▶ Consigne A: Dans l'entretien sur les chrétiens persécutés, expliquez pourquoi la personne interrogée rejette l'idée de donner des visas aux chrétiens d'Irak pour qu'ils quittent le pays.
▶ Consigne B: Reprenez l'entretien sur les chrétiens persécutés à la suite de sa dernière phrase.

▶ Extrait présenté:
Q- Pourquoi pensez-vous que cette prise de conscience pourrait toucher l’Occident aujourd’hui davantage qu’hier ?
Parce qu’il y a un islam plus présent en France, parce qu’il y a une radicalisation des esprits qui a fait qu’il est de bon ton de ne pas dire qu’on est chrétiens, de ne pas en parler, de ne rien dire. Donc silence sur les chrétiens et donc de la part des chrétiens en France, sur eux-mêmes, et par conséquent sur les chrétiens d’ailleurs. Moi je traite mon sujet en personne laïque et en promoteur du dialogue des religions.
Q- qu'attendiez-vous de l'Occident en écrivant de livre?
J'en attendais beaucoup moins que ce que révèle la presse. De nombreux articles ont paru. J'ai eu l'impresson que pour la presse qui, habituellement, n'aborde pas la question des minorités chrétiennes persécutées ou massacrées, le livre est devenu un alibi pour parler du sujet.
Q- Qu’attendez-vous sur le plan pratique de ce travail de conscientisation ?
L’Union européenne a voulu donner des visas aux Irakiens massacrés. Moi qui connais bien l’Irak et les régions chrétiennes, et qui ai parlé avec les autorités chrétiennes des villes irakiennes, comme Kirkouk, il y a l’idée que si l’on donne des visas aux chrétiens d’Irak pour quitter le pays, on joue le jeu des fanatiques musulmans qui veulent vider l’Orient de ses chrétiens. Ils veulent un Orient musulman et un Occident chrétien. Le choc des civilisations. Moi je lutte pour l’inverse.
L’Union européenne peut beaucoup. Ainsi par exemple, après la guerre de Gaza, il y a eu une réunion d’urgence à Charm el-Cheikh en hiver dernier. L’UE a posé ses conditions : que le Hamas et le Fatah se mettent d’accord sur un leader qui négocie avec Israël, et l’argent sera donné après. La paix se négocie vraiment. Les pressions économiques peuvent beaucoup.

▶ Données brutes:

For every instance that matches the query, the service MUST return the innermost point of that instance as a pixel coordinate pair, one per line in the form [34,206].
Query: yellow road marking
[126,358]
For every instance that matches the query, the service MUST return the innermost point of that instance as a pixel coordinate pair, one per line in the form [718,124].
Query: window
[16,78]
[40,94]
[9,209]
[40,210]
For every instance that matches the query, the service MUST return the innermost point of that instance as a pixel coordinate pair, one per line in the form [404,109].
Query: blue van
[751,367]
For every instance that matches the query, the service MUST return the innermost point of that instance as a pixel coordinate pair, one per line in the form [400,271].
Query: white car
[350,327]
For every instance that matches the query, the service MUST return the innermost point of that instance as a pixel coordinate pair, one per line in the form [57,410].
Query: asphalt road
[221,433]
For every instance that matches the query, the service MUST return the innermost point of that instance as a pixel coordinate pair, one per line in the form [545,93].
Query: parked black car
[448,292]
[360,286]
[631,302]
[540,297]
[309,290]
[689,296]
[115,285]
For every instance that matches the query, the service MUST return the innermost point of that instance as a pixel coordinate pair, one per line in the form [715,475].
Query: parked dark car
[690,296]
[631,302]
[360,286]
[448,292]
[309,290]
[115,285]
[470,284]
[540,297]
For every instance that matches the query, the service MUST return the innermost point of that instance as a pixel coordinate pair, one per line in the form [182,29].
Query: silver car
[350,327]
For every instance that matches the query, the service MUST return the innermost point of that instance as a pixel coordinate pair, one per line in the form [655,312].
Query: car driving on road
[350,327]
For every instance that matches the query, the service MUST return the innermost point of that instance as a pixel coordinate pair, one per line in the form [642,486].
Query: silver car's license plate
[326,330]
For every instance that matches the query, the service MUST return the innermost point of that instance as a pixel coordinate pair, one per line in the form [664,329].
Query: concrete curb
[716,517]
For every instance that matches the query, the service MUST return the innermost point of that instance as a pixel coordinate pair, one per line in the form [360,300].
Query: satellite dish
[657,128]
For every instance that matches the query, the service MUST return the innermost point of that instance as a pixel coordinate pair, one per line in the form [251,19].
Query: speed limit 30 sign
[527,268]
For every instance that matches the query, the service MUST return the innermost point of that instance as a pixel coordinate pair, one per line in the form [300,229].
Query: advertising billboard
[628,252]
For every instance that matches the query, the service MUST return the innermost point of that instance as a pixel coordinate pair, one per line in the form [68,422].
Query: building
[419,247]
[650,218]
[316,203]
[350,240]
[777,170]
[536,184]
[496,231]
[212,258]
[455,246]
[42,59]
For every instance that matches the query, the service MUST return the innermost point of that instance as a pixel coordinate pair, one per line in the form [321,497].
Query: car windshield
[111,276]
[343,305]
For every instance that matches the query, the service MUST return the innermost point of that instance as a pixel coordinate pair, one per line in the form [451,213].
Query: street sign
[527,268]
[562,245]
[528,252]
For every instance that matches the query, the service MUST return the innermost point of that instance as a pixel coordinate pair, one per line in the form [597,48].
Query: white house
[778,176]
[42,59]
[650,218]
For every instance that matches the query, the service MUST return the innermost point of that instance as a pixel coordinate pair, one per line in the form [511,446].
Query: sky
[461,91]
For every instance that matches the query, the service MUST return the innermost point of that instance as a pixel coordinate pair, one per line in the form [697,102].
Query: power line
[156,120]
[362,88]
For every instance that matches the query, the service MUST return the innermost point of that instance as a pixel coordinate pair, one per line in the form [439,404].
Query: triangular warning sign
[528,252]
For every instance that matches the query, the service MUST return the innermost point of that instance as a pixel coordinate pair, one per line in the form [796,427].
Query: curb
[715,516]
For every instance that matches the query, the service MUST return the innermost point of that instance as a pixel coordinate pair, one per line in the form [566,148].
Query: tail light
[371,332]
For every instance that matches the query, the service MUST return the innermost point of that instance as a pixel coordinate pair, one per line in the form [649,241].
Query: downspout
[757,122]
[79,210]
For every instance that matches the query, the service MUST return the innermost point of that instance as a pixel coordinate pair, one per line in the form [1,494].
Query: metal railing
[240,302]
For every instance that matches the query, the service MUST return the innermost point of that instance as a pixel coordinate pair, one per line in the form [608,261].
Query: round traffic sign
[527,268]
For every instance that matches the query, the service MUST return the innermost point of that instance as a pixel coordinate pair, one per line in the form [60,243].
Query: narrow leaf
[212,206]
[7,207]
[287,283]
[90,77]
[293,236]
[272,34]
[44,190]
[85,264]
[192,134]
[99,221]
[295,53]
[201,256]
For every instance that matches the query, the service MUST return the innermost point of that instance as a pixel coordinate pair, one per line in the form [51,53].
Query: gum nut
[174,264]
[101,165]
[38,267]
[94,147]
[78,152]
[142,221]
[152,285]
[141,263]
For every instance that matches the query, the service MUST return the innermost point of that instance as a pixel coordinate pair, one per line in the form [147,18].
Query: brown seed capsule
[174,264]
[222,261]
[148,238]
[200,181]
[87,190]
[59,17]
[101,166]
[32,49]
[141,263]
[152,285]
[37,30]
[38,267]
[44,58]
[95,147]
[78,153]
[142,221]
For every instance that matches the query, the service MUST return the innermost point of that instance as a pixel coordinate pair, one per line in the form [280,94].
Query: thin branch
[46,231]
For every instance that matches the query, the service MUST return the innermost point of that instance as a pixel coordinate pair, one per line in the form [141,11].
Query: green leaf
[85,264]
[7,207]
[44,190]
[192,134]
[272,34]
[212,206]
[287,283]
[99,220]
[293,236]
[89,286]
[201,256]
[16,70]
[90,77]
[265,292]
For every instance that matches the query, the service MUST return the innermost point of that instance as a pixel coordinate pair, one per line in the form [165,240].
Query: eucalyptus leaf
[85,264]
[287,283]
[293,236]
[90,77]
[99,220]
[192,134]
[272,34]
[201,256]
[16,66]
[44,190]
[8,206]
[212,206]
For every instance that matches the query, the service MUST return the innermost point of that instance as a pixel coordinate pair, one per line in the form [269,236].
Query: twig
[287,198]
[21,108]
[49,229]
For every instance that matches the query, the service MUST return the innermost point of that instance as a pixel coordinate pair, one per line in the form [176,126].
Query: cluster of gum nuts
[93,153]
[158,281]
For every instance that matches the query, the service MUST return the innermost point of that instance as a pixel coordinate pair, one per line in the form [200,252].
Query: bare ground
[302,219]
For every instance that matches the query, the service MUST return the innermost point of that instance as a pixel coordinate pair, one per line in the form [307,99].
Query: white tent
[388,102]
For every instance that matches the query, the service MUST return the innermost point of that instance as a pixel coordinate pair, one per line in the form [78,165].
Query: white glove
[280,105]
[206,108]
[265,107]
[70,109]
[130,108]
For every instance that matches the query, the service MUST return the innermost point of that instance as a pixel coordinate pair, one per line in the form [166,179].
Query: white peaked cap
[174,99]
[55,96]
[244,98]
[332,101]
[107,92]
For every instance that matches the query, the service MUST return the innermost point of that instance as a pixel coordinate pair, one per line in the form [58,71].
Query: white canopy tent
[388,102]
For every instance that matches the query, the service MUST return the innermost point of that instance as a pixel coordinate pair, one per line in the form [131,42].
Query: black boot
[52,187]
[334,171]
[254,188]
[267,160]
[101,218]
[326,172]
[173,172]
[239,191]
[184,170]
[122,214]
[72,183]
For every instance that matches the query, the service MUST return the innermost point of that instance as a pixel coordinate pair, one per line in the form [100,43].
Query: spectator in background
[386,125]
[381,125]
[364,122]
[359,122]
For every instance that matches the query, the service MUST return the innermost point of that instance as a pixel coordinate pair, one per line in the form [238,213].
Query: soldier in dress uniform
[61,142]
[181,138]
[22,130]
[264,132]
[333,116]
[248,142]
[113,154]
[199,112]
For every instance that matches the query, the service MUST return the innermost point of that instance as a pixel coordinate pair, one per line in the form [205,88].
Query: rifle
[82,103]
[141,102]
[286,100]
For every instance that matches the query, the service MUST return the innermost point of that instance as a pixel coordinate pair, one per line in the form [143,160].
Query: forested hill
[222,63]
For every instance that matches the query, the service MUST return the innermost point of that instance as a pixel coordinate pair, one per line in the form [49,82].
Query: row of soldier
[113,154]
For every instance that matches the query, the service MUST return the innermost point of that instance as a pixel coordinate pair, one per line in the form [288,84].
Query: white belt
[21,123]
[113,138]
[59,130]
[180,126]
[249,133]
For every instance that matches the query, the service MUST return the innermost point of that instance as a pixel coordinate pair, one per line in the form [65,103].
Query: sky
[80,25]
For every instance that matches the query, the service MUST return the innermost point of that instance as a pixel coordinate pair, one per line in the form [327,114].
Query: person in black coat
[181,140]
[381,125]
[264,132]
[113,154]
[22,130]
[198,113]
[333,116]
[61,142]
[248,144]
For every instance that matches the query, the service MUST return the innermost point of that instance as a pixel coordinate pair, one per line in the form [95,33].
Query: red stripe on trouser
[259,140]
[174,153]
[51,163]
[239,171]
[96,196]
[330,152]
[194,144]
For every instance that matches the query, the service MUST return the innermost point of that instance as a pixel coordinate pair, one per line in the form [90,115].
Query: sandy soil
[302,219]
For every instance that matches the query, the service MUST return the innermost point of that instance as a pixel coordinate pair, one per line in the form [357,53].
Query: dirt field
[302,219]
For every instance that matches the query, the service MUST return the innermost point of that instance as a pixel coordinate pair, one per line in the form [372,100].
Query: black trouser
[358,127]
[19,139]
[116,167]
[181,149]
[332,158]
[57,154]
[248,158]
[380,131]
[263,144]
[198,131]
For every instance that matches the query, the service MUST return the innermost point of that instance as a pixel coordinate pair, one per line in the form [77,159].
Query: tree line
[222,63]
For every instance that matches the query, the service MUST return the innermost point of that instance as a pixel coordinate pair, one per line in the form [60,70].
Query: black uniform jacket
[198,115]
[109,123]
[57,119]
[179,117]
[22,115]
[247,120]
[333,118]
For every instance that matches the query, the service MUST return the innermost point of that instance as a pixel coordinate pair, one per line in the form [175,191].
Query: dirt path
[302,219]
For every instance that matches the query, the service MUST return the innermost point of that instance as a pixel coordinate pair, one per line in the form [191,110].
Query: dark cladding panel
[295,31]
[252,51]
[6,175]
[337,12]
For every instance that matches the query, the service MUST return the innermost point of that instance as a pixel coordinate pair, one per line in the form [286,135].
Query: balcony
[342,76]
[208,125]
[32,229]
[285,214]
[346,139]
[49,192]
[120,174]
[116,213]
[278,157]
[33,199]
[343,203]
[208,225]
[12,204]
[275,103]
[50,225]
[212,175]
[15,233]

▶ Réponse A: Selon elle, donner ces visas reviendrait à jouer le jeu des fanatiques musulmans, qui veulent vider l'Orient de ses chrétiens. Ceux-ci cherchent un Orient musulman et un Occident chrétien, c'est-à-dire le choc des civilisations, et elle lutte pour l'inverse.

▶ Réponse B:
Autre exemple: la Turquie qui postule pour entrer en Europe. Si on exige la suppression de la mention de la religion sur la carte d'identité, c'est un pas symbolique dans le sens de la laïcisation que les Turcs affirment défendre.
Le message d’Abraham
Pour René Guitton, la figure idéale d’Abraham représente, incontestablement, le plus fort symbole unificateur des trois religions au seul Dieu créateur. Il fait lui-même partie du conseil de deux associations « abrahamiques » internationales, la " Abraham Path Initiative", sponsorisée par l’université d’Harvard et la Rockefeller Foundation, et la "Fraternité d’Abraham", fondée en France depuis 40 ans.
Pourquoi Abraham ? "Parce que c’est une figure qui va à la rencontre de Dieu, qui a des vertus d’hospitalité, d’amour, de dialogue, de la reconnaissance de l’unicité de Dieu, explique Guitton. Puisque c’est la figure la plus extraordinaire commune aux trois monothéismes, j’ai voulu m’attacher à son parcours, à ses pérégrinations physiques et spirituelles, pour rappeler aux trois religions qu’elle n’appartient à aucune en exclusive, mais à toutes, ce qui permet de considérer que nous sommes frères en Abraham".
Et pourtant… "700 000 tablettes d’argiles ont été découvertes dans tout le Croissant fertile et aucune ne mentionne un nommé Abraham, Ibrahim ou un personnage dans lequel convergeraient toutes les qualités et vertus que l’on attribue à Abraham, précise Guitton. Il n’y a donc rien qui prouve son existence, selon les scientifiques, et moi je dis : il n’y a rien qui prouve son inexistence non plus. Je le dis systématiquement. C’est iconoclaste. Est-ce que c’est important ? Cela sous-entend que je préfère même qu’il n’ait pas existé, que les hommes ont eu besoin de l’inventer, et c’est beaucoup plus extraordinaire que s’il avait existé. Si c’est une invention, c’est merveilleux, d’autant que c’est une invention qui touche les trois monothéismes.